▸ **AUFGABEN**:
#1 Übertragen Sie aus dem Textauszug über den Vliestapetentest wortgetreu den Teil, der mit den Worten „Bewertung Testergebnis Weitere“ anfängt und mit „b) optische Aufheller.“ schließt.
#2 Prüfen Sie anhand des Textauszugs über den Vliestapetentest, ob die folgenden Aussagen zutreffen: (a) Die Endnote beruht auf dem Testergebnis Inhaltsstoffe. (b) Mehr als 10 Minuspunkte in der Praxisprüfung ergeben die Note „gut“. (c) Optische Aufheller führen unter dem Testergebnis Weitere Mängel zur Abwertung um zwei Noten. Antworten Sie jeweils mit Ja oder Nein und zitieren Sie die entscheidenden Worte des Textauszugs wörtlich.
#3 Schreiben Sie bitte den Textauszug über den Vliestapetentest im Anschluss an seinen letzten Satz weiter.

▸ **AUSGEWÄHLTER TEXTAUSZUG**:
━━━━━━━━━━

Der Maler- und Lackierermeister Peter Hoffmann von der Berufsschule (August-Bebel-Schule) in Offenbach testete, wie gut die Vliestapeten an die Wand zu bringen sind. Er prüfte auch Angaben auf den Produkten und ob farbliche Schattierungen des Untergrunds durchschlagen. Schadstofffreie Innenräume sind für uns das Wichtigste. Deshalb beruht die Endnote auf dem Testergebnis Inhaltsstoffe. Weitere umweltbelastende Stoffe oder eine nur "befriedigende" Praxisprüfung können sie verschlechtern.  

Bewertungslegende

Bewertung Testergebnis Inhaltsstoffe: Unter dem Testergebnis Inhaltsstoffe führt zur Abwertung um vier Noten: mehr als 10.000 mg/kg des Phthalat-Weichmachers Diisononylphthalat (DINP).Zur Abwertung um zwei Noten führt: mehr als 100 bis 1.000 μg/kg Dibutylzinn (DBT). Zur Abwertung um jeweils eine Note führen: a) halogenorganische Verbindungen; b) mehr als 1.000 mg/k g eines oder mehrerer Ersatzweichmacher (hier: DiNCH, DEHT, Acetyltributylcitrat, Diethylenglykoldibenzoat); c) mehr als 10 bis 1.000 mg/kg der phosphororganischen Verbindung TBEP. Die Mängel der Praxisprüfung werden mit Minuspunkten bewertet. Anleitung: kein Hinweis zum Entfernen von Kleisterflecken, falls ein Anstrich nicht zwingend vorgeschrieben ist = 5 Minuspunkte; keine Empfehlung für eine Grundierung = 5 Minuspunkte; keine Angabe des Werkzeugs zum Andrücken = 3 Minuspunkte; zweifelhafte Empfehlung ("ggf." bzw. "evtl.) eines konischen Nahtrollers, dessen Verwendung laut Einschätzung unseres Praxistesters nicht sinnvoll ist = 1 Minuspunkt. Handhabung: Nahtanschluss etwas schwierig = 5 Minuspunkte. Ergebnis: Untergrund kann (im Falle von farblichen Schattierungen des Untergrunds) deutlich durchschlagen und Anstrich unbedingt notwendig, aber laut Deklaration nicht vorgesehen = 5 Minuspunkte; Untergrund kann (im Falle von farblichen Schattierungen des Untergrunds) durchschlagen und Anstrich empfehlenswert, aber laut Deklaration nicht vorgesehen = 3 Minuspunkte ; Untergrund kann (im Falle von farblichen Schattierungen des Untergrunds) durchschlagen bzw. deutlich durchschlagen und Anstrich empfehlenswert bzw. notwendig, wenn der Anbieter die Tapete zumindest als "überstreichbar" ausgelobt hat = 2 Minuspunkte. Notenschlüssel Praxisprüfung: Weniger als 5 Minuspunkte = sehr gut; 5 bis 10 Minuspunkte = gut; mehr als 10 Minuspunkte = befriedigend.

Bewertung Testergebnis Weitere Mängel: Unter dem Testergebnis Weitere Mängel führen zur Abwertung um jeweils eine Note: a) PVC/PVDC/chlorierte Verbindungen im Produkt; b) optische Aufheller.

━━━━━━━━━━

▸ **MATERIAL**:
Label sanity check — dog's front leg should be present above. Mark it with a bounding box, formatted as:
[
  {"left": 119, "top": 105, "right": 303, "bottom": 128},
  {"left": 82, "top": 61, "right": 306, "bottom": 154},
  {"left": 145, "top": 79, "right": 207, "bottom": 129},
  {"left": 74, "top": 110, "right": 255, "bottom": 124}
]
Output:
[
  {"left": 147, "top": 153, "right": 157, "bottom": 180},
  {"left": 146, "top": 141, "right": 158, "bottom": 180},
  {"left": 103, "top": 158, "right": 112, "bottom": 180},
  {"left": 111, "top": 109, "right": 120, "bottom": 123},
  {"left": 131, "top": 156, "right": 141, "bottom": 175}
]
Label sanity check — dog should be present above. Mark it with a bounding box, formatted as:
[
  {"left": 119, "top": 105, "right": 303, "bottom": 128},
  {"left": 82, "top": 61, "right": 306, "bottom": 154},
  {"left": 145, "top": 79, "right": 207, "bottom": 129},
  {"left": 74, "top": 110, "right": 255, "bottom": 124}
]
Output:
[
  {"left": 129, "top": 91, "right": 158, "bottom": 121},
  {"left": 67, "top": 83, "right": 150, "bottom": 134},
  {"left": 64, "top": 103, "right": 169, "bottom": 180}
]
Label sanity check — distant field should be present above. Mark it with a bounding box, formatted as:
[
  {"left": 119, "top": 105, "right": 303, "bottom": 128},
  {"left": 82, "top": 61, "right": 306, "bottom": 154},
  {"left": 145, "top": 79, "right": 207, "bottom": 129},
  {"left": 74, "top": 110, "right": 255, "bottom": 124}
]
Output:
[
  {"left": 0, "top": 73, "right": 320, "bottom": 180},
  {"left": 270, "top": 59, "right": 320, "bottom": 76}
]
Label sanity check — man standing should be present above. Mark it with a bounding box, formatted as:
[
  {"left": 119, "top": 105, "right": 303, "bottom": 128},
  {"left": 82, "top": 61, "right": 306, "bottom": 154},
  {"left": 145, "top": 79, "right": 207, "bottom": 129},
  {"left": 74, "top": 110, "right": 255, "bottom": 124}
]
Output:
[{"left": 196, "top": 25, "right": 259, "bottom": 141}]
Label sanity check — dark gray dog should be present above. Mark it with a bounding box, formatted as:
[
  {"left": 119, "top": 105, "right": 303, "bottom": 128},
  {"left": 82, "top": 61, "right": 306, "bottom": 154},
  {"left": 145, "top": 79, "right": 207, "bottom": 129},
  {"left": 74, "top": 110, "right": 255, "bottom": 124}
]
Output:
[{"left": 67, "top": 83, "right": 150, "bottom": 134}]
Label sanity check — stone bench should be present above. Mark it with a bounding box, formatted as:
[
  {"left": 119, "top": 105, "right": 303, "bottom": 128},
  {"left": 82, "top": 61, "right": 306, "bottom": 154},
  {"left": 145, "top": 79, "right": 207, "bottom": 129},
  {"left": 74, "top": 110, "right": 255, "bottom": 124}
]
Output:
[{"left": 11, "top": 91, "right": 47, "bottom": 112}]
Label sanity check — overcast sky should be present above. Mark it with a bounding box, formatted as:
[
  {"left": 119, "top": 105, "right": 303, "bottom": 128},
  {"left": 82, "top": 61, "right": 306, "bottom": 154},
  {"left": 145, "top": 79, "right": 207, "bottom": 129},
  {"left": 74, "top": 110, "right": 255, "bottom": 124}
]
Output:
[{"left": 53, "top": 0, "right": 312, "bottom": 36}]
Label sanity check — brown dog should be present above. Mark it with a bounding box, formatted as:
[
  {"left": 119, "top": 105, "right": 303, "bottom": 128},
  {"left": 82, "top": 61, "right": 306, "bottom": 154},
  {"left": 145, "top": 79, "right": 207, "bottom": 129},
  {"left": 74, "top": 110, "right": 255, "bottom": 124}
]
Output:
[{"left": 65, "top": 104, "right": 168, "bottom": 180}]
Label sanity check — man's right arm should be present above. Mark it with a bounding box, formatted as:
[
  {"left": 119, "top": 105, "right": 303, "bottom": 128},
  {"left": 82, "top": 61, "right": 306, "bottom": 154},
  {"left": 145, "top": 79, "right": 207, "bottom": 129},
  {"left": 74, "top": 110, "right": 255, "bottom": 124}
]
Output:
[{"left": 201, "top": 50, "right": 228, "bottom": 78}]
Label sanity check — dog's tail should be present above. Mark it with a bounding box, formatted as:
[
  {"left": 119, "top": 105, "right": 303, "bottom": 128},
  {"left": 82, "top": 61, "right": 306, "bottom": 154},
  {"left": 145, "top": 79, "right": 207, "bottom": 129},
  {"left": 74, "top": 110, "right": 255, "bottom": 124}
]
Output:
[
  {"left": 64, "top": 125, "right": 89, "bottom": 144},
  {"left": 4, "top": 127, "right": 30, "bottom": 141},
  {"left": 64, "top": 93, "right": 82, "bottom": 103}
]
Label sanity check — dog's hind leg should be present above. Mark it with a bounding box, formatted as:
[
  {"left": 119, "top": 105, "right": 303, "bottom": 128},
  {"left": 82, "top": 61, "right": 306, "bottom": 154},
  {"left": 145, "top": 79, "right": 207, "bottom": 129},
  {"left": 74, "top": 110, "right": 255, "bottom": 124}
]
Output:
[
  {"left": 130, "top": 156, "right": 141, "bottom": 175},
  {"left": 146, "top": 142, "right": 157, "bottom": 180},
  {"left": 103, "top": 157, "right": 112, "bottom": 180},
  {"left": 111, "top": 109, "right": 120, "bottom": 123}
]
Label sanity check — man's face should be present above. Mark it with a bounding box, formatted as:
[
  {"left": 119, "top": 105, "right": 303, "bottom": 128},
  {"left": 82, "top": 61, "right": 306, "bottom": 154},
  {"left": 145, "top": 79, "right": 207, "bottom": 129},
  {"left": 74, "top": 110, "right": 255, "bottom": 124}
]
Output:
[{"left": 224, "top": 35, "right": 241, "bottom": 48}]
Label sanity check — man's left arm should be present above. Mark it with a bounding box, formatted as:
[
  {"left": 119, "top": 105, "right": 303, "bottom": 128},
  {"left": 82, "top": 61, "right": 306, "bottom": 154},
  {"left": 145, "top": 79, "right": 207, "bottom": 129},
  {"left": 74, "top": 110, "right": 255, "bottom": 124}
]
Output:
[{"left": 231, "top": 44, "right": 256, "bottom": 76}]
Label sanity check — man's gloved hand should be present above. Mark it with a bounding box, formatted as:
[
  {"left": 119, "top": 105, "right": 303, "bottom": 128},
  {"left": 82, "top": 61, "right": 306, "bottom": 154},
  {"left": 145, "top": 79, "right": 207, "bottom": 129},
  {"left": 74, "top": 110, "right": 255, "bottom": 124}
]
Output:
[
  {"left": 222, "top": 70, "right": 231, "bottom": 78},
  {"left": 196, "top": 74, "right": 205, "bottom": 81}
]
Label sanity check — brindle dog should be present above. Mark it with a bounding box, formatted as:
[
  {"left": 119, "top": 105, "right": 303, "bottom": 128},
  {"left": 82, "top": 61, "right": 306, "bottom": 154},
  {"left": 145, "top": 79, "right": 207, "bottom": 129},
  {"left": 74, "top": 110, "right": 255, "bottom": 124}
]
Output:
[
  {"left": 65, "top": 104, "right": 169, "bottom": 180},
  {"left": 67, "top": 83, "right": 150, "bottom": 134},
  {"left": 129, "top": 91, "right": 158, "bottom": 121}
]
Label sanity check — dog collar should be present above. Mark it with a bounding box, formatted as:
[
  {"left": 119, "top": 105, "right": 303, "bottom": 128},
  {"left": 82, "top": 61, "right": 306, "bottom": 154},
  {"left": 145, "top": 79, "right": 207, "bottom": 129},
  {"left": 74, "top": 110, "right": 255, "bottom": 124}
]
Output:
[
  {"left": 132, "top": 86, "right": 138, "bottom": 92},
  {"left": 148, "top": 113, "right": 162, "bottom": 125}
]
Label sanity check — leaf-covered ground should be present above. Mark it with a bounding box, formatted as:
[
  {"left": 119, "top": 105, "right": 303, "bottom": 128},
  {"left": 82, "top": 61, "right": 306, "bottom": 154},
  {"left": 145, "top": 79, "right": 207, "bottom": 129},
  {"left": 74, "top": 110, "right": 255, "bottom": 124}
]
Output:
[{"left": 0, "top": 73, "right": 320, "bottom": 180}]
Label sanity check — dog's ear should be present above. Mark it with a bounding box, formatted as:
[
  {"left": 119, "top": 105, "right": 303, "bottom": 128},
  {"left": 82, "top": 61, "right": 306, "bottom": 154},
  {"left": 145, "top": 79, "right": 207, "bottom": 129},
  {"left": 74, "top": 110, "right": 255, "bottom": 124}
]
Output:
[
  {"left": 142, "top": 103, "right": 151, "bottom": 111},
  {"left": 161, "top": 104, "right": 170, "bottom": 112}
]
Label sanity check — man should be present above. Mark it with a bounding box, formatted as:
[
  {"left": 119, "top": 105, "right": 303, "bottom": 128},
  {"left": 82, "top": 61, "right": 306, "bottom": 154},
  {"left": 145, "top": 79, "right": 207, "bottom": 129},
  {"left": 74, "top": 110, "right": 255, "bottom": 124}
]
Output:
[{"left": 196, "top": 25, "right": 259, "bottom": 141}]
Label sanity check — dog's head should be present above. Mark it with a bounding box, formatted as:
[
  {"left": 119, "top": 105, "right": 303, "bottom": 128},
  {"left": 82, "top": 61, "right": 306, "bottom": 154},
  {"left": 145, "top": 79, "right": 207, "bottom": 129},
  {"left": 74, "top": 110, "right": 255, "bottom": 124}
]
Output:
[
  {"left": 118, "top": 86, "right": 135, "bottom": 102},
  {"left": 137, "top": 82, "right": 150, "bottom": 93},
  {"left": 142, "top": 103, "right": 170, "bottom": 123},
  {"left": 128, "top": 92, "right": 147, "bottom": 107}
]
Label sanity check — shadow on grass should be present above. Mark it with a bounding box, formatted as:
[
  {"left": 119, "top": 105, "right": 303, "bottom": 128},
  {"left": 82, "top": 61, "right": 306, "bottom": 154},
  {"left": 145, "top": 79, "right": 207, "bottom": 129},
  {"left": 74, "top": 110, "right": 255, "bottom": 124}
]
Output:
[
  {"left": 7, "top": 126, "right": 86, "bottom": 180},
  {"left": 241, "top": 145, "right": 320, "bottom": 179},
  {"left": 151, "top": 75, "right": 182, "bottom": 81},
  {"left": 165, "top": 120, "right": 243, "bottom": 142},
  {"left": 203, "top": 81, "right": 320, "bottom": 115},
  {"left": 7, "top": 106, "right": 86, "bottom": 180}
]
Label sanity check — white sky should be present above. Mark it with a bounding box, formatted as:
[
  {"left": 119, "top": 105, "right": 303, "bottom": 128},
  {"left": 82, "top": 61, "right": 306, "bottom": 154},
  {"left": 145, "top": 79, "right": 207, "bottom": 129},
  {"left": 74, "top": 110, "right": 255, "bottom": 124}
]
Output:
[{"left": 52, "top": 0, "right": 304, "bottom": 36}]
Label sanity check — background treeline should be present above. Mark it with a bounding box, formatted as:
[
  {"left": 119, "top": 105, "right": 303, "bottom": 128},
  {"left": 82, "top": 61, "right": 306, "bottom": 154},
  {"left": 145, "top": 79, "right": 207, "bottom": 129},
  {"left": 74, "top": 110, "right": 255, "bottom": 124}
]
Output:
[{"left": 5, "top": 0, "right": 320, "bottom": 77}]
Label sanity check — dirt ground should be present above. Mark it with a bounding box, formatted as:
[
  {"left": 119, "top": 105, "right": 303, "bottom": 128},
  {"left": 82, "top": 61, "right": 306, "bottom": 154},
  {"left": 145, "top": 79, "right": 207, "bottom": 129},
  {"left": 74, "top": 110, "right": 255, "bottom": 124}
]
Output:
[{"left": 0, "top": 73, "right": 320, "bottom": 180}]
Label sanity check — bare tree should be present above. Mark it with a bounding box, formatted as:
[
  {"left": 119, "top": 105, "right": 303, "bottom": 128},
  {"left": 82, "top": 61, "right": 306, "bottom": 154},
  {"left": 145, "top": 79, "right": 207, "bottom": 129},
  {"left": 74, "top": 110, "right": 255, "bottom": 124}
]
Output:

━━━━━━━━━━

▸ **LÖSUNGEN**:
#1
Bewertung Testergebnis Weitere Mängel: Unter dem Testergebnis Weitere Mängel führen zur Abwertung um jeweils eine Note: a) PVC/PVDC/chlorierte Verbindungen im Produkt; b) optische Aufheller.

#2
(a) Ja: „Deshalb beruht die Endnote auf dem Testergebnis Inhaltsstoffe.“
(b) Nein: „mehr als 10 Minuspunkte = befriedigend“
(c) Nein: „führen zur Abwertung um jeweils eine Note: a) PVC/PVDC/chlorierte Verbindungen im Produkt; b) optische Aufheller.“

#3
Das Gesamturteil beruht auf dem Testergebnis Inhaltsstoffe. Ein Testergebnis Weitere Mängel, das "befriedigend" ist, verschlechtert das Testergebnis Inhaltsstoffe um eine Note. Ein Testergebnis Praxisprüfung, das "befriedigend" ist, verschlechtert das Gesamturteil um eine Note.

Testmethoden 

Methoden Inhaltsstoffe: Halogenorganische Verbindungen: Elution mit Reinstwasser in der Soxhlet-Apparatur, Binden der organischen Halogene an Aktivkohle, Verbrennung der Aktivkohle im Sauerstoffstrom, microcoulometrische Bestimmung des Halogengehalts. Flüchtige organische Verbindungen (VOC): GC-MS nach Thermodesorption in Anlehnung an DIN ISO 16000-06.Weichmacher, phosphororganische Verbindungen: GC-MS nach Extraktion und Derivatisierung. Zinnorganische Verbindungen:  NaDDTC, EtOH, Hexan, NaBEt4, GC-ICP-MS. Optische Aufheller: qualitivativer Nachweis, UV-Licht. PVC/PVDC/chlorierte Verbindungen: Röntgenfluoreszenzanalyse.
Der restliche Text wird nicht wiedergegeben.